What is asked
**1.** In the coffee acidity article, how does the altitude where coffee is grown affect the acid content of the beans?
**2.** Please carry on the coffee acidity article from its final sentence.
--- Document text ---
Acids And The Taste And Flavor Of Coffee

A little known fact is that acids in coffee make all the difference in taste. Coffee beans can have varying levels of acidity depending on where and how they were grown. This depends on several factors, including the following.

  • The altitude the coffee was cultivated. Higher the altitude, the higher the acid content of the beans.
  • Higher caffeine content is often directly related to higher acidity.
  • Darker roasts will yield lower levels of acidity. 

These are just a few things to take into account. As stated before, different acids bring out different tastes in coffee. Acids in coffee complement the flavors of the coffee, heightening the flavors. 

Without acids, coffee would taste rather bland. In the absence of cupping notes, most gourmet coffees would feel rather dismal. Besides, the health benefits of some of the acids cannot be ignored. Chlorogenic Acid, for example, is linked to several health benefits of coffee.  

Tangy, sharp, fruity, bright, sweet, bitter, chocolatey, light… all of these words are used to describe some of the best-tasting coffees in the world. The truth is that without any acid in coffee, the beverage will simply be flat, and unappealing. 

Acids in coffee bring out the hints of fruit, light sweetness, and hints of crisp light taste. The aroma will also be affected depending on the level of acidity.  

The acidity in coffee will allow you to taste the characteristics of where the coffee was harvested. Fruity flavors and floral aroma, the cupping notes of milk chocolate, and honey and more! Without acids, coffee simply won’t taste the same. 

But what to do if you cannot tolerate high levels of acidity? 

How to Reduce Acidity in Coffee

If after you enjoy your cup of joe, you feel heartburn, have issues like GERD, or similar discomfort, it’s time to think of ways of reducing coffee acidity

Now, this does not necessarily need to be a bad thing. There are different ways to get a great cup of coffee with a lower pH level. Consuming a low acid coffee does not mean your coffee will not be as good as the ones you’re used to enjoying.
--- Dataset excerpt ---
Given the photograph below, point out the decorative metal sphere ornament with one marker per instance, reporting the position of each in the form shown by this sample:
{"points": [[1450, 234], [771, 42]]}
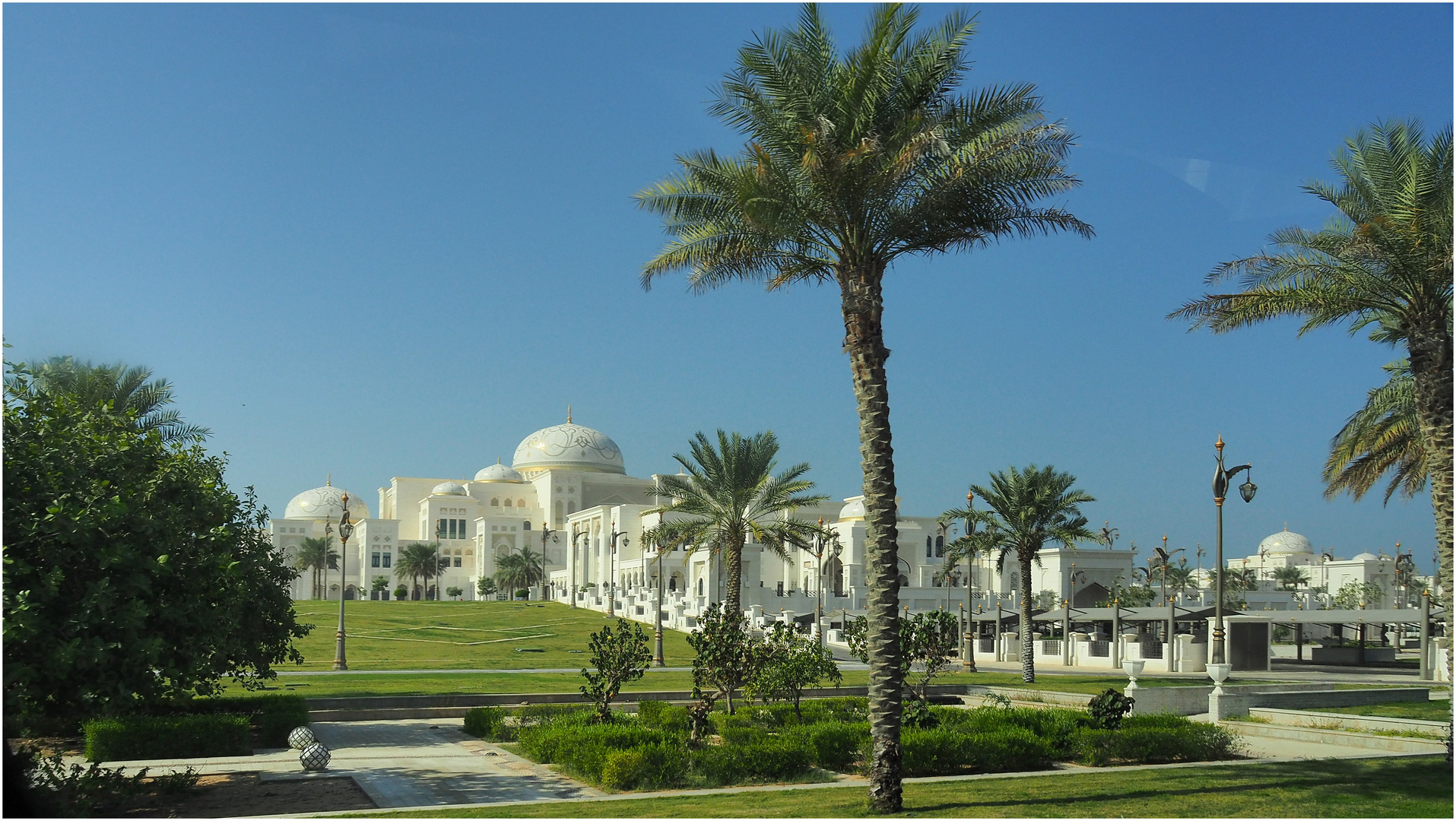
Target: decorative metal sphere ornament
{"points": [[315, 757], [300, 737]]}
---
Answers by task
**1.** The higher the altitude, the higher the acid content of the beans.

**2.**
Although acid-free coffee does not exist, there are ways on how to reduce the acidity in coffee. To help reduce the level of acidity in your coffee you can:

  • Purchase coffees that are grown at lower elevations.
  • Seek darker roasts, these tend to be a bit more bitter, but they are lower on the acidity level.
  • Add milk to your coffee. Milk is a natural stabilizer and can help neutralize some of the acids in the coffee.
  • Opt for Arabica beans, which generally have lower levels of acid
  • Make sure your coffee grounds are not too coarse, as these tend to highlight the acid level
  • Watch your brew time, if you brew your coffee for too long a time, you will also have higher levels of acid.
  • Add a pinch of salt, adding ¼ teaspoon for every 6 tablespoons of coffee grounds is enough to lower acidity, without tasting the salt.
  • Add a pinch of baking soda, like salt, it will act as an acid reducer for your coffee.
  • Brew with eggshells — I know this sounds a bit strange, but eggshells are naturally alkaline. Brewing with eggshells will balance your brew, and remove any bitter or over-extracted flavors.
  • Use an acid reducer/antacid before or right after you drink your coffee.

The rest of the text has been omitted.